Render the part of the records that opens with the line containing "Provide the mask of every instance of the basketweave" and closes with the line containing "Target: basketweave cabinet door" as a Markdown table with columns Row and Line. Give each non-blank line its own numbered row, and skip any blank lines.

**DATA EXTRACT:**
○ ○ ○

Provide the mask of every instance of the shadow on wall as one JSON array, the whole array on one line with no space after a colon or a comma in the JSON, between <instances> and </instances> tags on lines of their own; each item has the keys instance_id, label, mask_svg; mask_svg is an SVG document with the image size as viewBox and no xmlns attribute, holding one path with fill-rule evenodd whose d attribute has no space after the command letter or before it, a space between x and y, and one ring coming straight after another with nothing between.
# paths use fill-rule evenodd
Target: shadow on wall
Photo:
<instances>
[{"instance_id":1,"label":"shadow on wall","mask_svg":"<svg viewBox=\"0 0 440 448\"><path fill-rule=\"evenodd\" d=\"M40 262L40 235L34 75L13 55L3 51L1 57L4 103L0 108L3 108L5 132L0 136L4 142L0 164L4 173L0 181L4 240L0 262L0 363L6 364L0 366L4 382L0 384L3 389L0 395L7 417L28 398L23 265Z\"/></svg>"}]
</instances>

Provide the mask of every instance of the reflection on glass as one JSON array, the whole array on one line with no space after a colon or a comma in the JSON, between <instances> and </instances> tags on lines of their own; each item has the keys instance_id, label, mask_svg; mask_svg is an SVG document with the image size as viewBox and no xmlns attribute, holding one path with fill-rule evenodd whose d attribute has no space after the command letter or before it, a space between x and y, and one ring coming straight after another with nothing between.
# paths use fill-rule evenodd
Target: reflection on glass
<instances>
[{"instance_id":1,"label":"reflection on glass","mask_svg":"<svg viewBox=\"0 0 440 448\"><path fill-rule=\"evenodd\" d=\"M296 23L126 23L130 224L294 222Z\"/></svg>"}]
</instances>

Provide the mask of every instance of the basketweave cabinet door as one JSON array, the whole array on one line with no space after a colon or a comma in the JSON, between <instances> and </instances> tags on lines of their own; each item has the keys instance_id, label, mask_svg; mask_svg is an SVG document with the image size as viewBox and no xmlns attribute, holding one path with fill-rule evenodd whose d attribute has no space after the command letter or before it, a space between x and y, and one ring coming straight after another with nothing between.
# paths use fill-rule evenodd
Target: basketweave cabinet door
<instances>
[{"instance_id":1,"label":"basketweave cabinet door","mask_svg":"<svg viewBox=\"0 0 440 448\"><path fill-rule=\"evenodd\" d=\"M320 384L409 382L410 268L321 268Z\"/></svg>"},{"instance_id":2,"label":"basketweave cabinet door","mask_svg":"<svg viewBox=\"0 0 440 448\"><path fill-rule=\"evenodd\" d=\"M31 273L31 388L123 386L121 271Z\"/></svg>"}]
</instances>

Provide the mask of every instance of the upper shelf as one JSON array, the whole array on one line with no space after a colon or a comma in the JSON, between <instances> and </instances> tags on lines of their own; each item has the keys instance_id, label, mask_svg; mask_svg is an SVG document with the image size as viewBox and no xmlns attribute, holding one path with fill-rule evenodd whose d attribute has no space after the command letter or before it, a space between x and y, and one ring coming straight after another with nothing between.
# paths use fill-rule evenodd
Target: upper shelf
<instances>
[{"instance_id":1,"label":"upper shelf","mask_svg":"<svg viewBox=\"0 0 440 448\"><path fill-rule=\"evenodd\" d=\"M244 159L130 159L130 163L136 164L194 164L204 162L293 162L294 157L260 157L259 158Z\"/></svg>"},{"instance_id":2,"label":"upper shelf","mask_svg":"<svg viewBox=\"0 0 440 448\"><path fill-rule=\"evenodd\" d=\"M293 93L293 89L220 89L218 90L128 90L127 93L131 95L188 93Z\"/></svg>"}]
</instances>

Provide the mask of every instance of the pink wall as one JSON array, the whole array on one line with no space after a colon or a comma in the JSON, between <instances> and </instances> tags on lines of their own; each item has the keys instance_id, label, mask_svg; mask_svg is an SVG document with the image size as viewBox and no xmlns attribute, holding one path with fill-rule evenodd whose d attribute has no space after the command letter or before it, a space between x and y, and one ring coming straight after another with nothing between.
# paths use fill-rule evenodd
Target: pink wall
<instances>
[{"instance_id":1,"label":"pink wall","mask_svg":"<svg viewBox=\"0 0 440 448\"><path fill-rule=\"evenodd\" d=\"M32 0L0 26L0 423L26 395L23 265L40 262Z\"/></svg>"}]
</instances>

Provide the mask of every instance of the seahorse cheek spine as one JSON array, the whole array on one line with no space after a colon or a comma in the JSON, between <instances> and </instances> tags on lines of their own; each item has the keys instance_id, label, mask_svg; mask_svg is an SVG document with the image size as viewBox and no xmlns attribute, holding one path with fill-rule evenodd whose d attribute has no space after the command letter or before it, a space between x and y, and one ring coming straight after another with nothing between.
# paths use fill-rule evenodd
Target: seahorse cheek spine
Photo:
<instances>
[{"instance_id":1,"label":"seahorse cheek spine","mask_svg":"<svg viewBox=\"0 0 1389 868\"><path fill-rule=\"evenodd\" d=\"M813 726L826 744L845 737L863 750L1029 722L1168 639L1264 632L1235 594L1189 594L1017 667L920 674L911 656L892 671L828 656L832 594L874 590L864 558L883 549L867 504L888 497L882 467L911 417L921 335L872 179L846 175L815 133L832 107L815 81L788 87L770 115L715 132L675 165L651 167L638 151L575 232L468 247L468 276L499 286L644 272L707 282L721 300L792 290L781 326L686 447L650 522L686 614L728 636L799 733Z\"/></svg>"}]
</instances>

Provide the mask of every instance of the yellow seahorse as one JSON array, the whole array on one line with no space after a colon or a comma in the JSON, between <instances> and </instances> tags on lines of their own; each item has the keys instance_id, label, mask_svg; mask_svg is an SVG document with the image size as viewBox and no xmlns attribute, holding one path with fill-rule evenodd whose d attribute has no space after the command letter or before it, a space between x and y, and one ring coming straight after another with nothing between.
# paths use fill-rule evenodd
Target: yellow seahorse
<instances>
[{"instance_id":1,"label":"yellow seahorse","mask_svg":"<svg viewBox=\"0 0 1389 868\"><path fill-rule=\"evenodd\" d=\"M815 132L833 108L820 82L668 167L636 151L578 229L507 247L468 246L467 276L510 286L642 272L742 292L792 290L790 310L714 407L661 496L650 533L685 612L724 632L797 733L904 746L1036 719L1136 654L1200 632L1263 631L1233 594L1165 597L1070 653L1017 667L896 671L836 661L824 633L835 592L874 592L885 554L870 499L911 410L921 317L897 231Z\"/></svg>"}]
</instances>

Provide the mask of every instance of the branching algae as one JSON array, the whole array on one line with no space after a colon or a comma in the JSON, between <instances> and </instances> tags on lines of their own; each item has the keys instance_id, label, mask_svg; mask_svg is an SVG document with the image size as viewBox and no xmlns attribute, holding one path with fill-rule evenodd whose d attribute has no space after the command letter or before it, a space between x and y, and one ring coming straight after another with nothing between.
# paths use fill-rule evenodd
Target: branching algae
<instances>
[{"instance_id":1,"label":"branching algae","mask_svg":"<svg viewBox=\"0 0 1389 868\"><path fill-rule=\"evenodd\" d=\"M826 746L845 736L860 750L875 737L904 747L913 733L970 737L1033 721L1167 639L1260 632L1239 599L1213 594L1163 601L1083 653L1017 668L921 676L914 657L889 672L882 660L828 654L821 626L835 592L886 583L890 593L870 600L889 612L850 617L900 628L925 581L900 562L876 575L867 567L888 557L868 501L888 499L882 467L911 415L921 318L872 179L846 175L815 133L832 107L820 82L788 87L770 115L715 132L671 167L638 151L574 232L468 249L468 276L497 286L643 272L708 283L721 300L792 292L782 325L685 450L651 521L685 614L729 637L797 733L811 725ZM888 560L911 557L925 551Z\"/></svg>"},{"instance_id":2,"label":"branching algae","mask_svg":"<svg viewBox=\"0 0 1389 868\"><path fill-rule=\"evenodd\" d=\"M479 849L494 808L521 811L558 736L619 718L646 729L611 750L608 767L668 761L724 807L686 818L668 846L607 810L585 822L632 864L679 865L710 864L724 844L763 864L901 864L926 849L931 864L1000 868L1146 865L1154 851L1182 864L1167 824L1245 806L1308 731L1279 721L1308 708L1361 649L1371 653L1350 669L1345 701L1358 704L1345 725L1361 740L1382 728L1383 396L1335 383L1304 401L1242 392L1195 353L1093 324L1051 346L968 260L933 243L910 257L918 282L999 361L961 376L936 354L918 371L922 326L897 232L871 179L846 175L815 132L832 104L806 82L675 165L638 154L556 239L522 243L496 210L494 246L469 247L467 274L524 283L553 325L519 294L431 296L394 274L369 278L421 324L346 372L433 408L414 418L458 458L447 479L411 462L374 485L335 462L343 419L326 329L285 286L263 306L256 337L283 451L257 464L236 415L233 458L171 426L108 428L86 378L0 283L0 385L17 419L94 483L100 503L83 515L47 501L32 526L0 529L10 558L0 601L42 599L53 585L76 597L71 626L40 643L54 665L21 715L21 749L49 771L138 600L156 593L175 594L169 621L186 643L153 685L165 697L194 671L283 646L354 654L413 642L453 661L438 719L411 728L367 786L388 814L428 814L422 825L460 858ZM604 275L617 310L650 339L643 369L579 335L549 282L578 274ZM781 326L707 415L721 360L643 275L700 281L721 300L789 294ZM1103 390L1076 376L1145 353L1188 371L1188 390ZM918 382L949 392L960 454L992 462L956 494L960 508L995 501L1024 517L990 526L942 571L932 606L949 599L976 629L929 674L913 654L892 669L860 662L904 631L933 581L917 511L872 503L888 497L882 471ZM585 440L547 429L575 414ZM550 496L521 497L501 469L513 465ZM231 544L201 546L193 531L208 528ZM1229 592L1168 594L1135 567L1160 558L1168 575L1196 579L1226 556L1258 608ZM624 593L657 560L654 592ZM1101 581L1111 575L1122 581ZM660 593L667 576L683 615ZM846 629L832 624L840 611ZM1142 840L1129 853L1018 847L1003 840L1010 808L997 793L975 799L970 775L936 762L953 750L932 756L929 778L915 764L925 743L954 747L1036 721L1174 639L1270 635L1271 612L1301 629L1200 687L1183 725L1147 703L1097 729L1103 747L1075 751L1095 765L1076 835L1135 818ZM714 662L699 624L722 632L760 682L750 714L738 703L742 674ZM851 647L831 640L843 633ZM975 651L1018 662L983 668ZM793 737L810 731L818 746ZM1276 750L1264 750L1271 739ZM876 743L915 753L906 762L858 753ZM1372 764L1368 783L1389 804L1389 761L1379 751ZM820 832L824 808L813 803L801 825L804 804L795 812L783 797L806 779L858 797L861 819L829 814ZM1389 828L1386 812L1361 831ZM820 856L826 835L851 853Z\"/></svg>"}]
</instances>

○ ○ ○

**FULL RESPONSE:**
| Row | Line |
|---|---|
| 1 | Provide the mask of every instance of the basketweave cabinet door as one JSON array, the whole array on one line with no space after a colon or a comma in the JSON, between <instances> and </instances> tags on lines of their own; each item has the keys instance_id, label, mask_svg; mask_svg is an SVG document with the image size as viewBox and no xmlns attribute, holding one path with fill-rule evenodd whose d attribute has no space after the command letter or before it, a space between x and y, and one ring coming straight after another with nothing between. |
| 2 | # paths use fill-rule evenodd |
| 3 | Target: basketweave cabinet door |